● Required work
Every line from the one with "the black oar" to the end of the listing, and nothing else, is to be printed exactly; please leave the pictures out.

·····

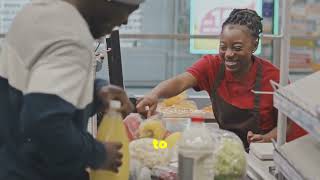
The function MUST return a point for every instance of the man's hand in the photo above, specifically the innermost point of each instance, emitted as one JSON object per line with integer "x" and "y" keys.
{"x": 110, "y": 92}
{"x": 148, "y": 101}
{"x": 258, "y": 138}
{"x": 114, "y": 156}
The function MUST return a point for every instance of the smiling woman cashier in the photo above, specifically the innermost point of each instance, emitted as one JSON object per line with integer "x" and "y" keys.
{"x": 229, "y": 79}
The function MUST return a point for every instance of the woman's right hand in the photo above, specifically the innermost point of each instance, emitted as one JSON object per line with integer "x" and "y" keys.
{"x": 147, "y": 105}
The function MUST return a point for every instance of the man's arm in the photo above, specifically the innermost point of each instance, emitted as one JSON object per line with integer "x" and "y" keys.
{"x": 54, "y": 95}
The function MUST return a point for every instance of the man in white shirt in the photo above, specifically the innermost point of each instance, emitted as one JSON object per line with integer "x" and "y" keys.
{"x": 48, "y": 90}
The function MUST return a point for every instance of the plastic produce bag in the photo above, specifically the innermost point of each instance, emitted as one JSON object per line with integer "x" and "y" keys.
{"x": 230, "y": 161}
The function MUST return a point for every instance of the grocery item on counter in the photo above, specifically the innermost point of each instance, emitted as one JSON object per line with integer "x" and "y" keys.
{"x": 176, "y": 99}
{"x": 112, "y": 129}
{"x": 182, "y": 109}
{"x": 176, "y": 124}
{"x": 152, "y": 128}
{"x": 132, "y": 123}
{"x": 207, "y": 108}
{"x": 144, "y": 151}
{"x": 172, "y": 139}
{"x": 230, "y": 161}
{"x": 165, "y": 173}
{"x": 196, "y": 152}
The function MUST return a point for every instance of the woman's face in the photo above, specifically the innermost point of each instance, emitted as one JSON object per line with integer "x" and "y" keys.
{"x": 236, "y": 48}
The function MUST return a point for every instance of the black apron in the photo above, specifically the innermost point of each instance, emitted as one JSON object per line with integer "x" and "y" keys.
{"x": 232, "y": 118}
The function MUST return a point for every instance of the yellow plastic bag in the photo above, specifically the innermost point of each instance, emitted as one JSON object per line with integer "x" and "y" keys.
{"x": 112, "y": 129}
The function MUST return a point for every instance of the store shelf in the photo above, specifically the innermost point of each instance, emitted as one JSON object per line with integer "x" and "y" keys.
{"x": 299, "y": 101}
{"x": 299, "y": 159}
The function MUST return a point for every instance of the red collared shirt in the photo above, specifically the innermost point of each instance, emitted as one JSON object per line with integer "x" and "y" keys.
{"x": 238, "y": 92}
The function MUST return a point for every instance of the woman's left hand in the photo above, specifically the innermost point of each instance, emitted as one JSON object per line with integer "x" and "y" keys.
{"x": 256, "y": 138}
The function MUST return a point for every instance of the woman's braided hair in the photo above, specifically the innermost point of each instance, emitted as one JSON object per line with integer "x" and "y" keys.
{"x": 248, "y": 18}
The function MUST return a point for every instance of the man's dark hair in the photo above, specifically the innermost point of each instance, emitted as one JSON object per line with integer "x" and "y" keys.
{"x": 248, "y": 18}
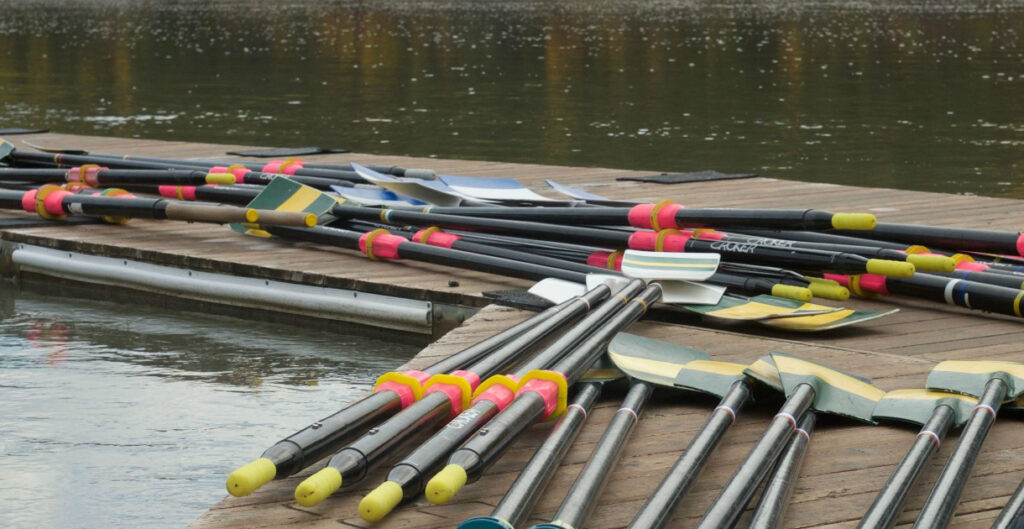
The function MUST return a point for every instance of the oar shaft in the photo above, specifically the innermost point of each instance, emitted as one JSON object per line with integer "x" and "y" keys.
{"x": 771, "y": 508}
{"x": 941, "y": 503}
{"x": 657, "y": 510}
{"x": 992, "y": 240}
{"x": 586, "y": 490}
{"x": 889, "y": 503}
{"x": 729, "y": 504}
{"x": 1012, "y": 516}
{"x": 522, "y": 495}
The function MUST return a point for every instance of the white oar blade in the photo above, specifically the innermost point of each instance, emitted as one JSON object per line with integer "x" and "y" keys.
{"x": 690, "y": 293}
{"x": 557, "y": 291}
{"x": 615, "y": 282}
{"x": 669, "y": 265}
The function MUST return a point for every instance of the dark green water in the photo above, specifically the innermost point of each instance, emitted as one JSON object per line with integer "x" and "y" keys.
{"x": 118, "y": 416}
{"x": 912, "y": 94}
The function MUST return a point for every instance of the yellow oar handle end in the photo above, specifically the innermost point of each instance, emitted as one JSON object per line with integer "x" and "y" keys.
{"x": 445, "y": 484}
{"x": 317, "y": 487}
{"x": 251, "y": 477}
{"x": 829, "y": 292}
{"x": 854, "y": 221}
{"x": 380, "y": 501}
{"x": 793, "y": 293}
{"x": 932, "y": 263}
{"x": 890, "y": 268}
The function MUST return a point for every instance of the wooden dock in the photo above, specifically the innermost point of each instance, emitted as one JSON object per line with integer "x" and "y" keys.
{"x": 846, "y": 464}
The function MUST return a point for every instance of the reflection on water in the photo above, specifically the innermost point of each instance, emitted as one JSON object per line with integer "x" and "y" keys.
{"x": 910, "y": 93}
{"x": 131, "y": 416}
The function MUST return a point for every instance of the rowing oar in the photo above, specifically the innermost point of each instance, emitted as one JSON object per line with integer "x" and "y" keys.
{"x": 925, "y": 262}
{"x": 668, "y": 240}
{"x": 771, "y": 508}
{"x": 287, "y": 167}
{"x": 992, "y": 383}
{"x": 666, "y": 215}
{"x": 1012, "y": 516}
{"x": 961, "y": 293}
{"x": 541, "y": 397}
{"x": 52, "y": 203}
{"x": 517, "y": 502}
{"x": 660, "y": 362}
{"x": 408, "y": 478}
{"x": 392, "y": 392}
{"x": 586, "y": 490}
{"x": 808, "y": 386}
{"x": 937, "y": 412}
{"x": 991, "y": 240}
{"x": 446, "y": 396}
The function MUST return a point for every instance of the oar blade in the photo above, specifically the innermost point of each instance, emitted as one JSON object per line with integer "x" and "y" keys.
{"x": 691, "y": 293}
{"x": 918, "y": 405}
{"x": 836, "y": 392}
{"x": 285, "y": 194}
{"x": 651, "y": 360}
{"x": 669, "y": 265}
{"x": 970, "y": 378}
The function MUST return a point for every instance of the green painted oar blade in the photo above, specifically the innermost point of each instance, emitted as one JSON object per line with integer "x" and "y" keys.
{"x": 669, "y": 265}
{"x": 916, "y": 405}
{"x": 970, "y": 377}
{"x": 651, "y": 360}
{"x": 835, "y": 392}
{"x": 764, "y": 370}
{"x": 6, "y": 148}
{"x": 287, "y": 194}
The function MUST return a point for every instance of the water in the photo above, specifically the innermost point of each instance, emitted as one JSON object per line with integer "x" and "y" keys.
{"x": 119, "y": 416}
{"x": 914, "y": 94}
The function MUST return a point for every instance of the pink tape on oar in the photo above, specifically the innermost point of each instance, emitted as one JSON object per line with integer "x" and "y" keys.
{"x": 379, "y": 245}
{"x": 640, "y": 215}
{"x": 404, "y": 391}
{"x": 972, "y": 266}
{"x": 435, "y": 237}
{"x": 53, "y": 201}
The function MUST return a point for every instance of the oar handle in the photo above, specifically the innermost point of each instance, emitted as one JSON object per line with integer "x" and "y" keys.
{"x": 656, "y": 512}
{"x": 889, "y": 502}
{"x": 941, "y": 503}
{"x": 205, "y": 213}
{"x": 771, "y": 507}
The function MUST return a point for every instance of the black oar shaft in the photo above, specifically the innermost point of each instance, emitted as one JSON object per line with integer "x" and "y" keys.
{"x": 889, "y": 502}
{"x": 656, "y": 512}
{"x": 586, "y": 490}
{"x": 522, "y": 495}
{"x": 941, "y": 503}
{"x": 486, "y": 446}
{"x": 1012, "y": 516}
{"x": 327, "y": 435}
{"x": 992, "y": 240}
{"x": 729, "y": 504}
{"x": 771, "y": 508}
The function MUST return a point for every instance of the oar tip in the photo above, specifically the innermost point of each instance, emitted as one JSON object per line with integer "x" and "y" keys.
{"x": 250, "y": 477}
{"x": 854, "y": 221}
{"x": 317, "y": 487}
{"x": 443, "y": 486}
{"x": 380, "y": 501}
{"x": 890, "y": 268}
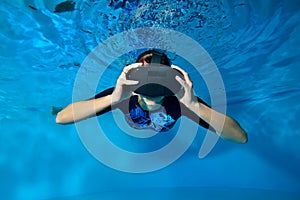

·····

● Written response
The function MUST return a point for every instance of the black oar shaft in the photo above, specifically the innermost point of each instance, emitted as one JSON object per line with integer "x" and "y" keys.
{"x": 889, "y": 502}
{"x": 656, "y": 512}
{"x": 586, "y": 490}
{"x": 522, "y": 495}
{"x": 941, "y": 503}
{"x": 486, "y": 446}
{"x": 1012, "y": 516}
{"x": 327, "y": 435}
{"x": 992, "y": 240}
{"x": 729, "y": 504}
{"x": 771, "y": 508}
The function MUST return a point for every instance of the oar tip in the photo above, specifically the innermost point of each instance, emitted as one JSON object per line with integer "x" and "y" keys.
{"x": 250, "y": 477}
{"x": 854, "y": 221}
{"x": 317, "y": 487}
{"x": 443, "y": 486}
{"x": 380, "y": 501}
{"x": 890, "y": 268}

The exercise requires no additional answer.